Annotated photo localization data
╔══
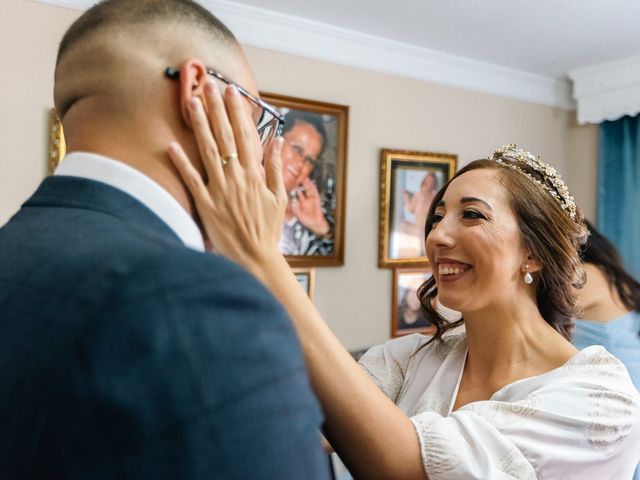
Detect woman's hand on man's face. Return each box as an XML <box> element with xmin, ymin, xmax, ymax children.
<box><xmin>167</xmin><ymin>79</ymin><xmax>287</xmax><ymax>274</ymax></box>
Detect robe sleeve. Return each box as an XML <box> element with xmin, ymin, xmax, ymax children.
<box><xmin>357</xmin><ymin>334</ymin><xmax>430</xmax><ymax>403</ymax></box>
<box><xmin>410</xmin><ymin>349</ymin><xmax>640</xmax><ymax>480</ymax></box>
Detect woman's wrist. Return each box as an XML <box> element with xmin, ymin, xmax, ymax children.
<box><xmin>248</xmin><ymin>247</ymin><xmax>290</xmax><ymax>286</ymax></box>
╚══
Work order =>
For this exercise, output the records exactly but omit their pictures.

Result for this exercise =>
Detect woman's hand on man's face. Return each box as an XML <box> element with xmin, ymin, xmax, ymax children.
<box><xmin>167</xmin><ymin>79</ymin><xmax>287</xmax><ymax>274</ymax></box>
Detect robe sleeve. Return each box as an XML <box> element with xmin, ymin, xmax, ymax children.
<box><xmin>357</xmin><ymin>334</ymin><xmax>430</xmax><ymax>403</ymax></box>
<box><xmin>410</xmin><ymin>349</ymin><xmax>640</xmax><ymax>480</ymax></box>
Detect woman's wrist. Return each box as an XML <box> element with xmin, ymin, xmax, ymax children.
<box><xmin>248</xmin><ymin>247</ymin><xmax>290</xmax><ymax>286</ymax></box>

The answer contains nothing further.